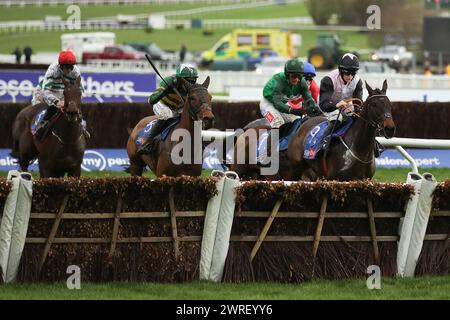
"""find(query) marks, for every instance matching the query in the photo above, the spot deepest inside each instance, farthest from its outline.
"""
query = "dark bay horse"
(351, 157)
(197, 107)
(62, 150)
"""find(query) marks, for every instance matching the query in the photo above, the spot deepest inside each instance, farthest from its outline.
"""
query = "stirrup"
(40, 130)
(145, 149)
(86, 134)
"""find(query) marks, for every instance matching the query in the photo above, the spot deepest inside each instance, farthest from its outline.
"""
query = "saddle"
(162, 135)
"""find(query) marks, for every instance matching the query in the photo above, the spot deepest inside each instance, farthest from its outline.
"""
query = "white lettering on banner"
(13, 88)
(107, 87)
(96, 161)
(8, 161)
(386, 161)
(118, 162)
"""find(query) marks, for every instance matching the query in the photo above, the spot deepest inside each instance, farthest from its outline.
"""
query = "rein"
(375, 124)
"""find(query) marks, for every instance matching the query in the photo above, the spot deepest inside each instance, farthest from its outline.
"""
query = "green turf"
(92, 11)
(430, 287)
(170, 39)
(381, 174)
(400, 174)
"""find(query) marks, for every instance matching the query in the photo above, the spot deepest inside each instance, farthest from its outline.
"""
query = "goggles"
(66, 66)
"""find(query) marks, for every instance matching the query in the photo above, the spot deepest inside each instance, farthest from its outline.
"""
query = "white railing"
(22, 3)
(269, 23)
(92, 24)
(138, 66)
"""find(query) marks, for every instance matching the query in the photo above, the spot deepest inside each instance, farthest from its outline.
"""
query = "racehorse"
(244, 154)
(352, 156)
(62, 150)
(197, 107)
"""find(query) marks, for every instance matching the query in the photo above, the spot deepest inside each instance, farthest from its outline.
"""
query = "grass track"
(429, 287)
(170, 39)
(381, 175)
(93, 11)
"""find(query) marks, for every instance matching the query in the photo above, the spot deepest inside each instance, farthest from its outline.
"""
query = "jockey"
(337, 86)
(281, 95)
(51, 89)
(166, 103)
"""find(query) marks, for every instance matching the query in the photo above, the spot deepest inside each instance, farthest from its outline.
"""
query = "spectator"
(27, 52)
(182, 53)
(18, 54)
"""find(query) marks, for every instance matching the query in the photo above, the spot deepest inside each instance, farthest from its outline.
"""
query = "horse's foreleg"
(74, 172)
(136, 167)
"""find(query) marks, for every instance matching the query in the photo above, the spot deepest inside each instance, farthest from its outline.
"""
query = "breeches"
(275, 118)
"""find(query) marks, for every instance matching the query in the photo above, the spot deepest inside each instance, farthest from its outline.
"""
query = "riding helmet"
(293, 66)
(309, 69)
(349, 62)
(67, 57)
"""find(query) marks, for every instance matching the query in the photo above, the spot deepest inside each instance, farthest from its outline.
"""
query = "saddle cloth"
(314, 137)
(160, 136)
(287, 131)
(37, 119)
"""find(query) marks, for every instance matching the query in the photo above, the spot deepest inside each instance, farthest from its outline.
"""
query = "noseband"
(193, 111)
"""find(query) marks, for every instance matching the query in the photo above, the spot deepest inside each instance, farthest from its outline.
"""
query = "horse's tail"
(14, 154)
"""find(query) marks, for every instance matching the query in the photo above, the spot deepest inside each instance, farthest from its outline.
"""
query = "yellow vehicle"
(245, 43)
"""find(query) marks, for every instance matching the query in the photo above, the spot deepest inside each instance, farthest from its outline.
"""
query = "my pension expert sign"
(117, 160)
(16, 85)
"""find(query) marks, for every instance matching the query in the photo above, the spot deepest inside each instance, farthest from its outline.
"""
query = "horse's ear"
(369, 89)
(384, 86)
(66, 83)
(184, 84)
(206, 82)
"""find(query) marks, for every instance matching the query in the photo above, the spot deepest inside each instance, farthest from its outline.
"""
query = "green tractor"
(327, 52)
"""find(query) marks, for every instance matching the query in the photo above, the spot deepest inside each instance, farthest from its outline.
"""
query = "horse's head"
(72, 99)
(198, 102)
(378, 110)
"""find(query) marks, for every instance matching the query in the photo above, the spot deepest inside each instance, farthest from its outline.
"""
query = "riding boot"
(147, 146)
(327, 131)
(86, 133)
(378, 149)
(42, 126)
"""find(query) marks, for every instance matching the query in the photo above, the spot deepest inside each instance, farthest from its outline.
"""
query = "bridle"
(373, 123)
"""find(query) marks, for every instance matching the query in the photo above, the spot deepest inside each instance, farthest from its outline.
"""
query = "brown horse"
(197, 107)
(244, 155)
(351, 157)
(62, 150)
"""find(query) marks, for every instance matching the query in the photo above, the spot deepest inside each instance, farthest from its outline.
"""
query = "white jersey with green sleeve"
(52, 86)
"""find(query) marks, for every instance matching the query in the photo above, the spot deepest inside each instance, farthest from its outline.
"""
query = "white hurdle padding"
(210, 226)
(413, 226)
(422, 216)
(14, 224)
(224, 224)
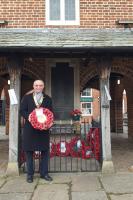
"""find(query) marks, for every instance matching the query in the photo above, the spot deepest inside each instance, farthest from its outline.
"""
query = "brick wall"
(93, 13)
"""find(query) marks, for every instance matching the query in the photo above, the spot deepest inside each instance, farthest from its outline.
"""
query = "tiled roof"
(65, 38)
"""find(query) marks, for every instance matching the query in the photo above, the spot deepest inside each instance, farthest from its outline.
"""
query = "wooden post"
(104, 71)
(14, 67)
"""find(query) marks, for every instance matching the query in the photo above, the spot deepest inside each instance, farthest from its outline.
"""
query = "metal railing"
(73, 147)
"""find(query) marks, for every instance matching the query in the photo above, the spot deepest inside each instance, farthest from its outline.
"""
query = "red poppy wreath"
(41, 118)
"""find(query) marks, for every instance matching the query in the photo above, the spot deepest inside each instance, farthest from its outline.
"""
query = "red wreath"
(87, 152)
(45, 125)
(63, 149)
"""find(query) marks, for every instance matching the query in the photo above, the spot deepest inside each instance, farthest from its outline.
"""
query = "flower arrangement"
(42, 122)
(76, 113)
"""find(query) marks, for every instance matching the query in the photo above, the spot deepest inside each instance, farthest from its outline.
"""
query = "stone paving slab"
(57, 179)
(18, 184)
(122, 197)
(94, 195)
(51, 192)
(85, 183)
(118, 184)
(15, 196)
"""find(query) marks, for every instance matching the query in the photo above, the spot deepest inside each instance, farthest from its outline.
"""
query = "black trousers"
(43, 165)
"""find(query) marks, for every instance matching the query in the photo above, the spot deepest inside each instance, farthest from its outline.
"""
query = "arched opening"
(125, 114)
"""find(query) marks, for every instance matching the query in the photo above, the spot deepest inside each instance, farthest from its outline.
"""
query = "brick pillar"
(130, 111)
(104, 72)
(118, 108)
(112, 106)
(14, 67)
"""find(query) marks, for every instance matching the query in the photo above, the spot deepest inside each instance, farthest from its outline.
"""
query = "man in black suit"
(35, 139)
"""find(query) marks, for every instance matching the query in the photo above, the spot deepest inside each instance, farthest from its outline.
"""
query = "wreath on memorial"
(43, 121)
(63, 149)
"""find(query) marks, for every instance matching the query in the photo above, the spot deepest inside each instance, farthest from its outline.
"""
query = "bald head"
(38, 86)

----------------------------------------

** Problem to work on **
Pull out each line in the items above that contains the string "riding", and copy those lines.

** Answer to the exercise **
query = "riding helmet"
query = "riding boot"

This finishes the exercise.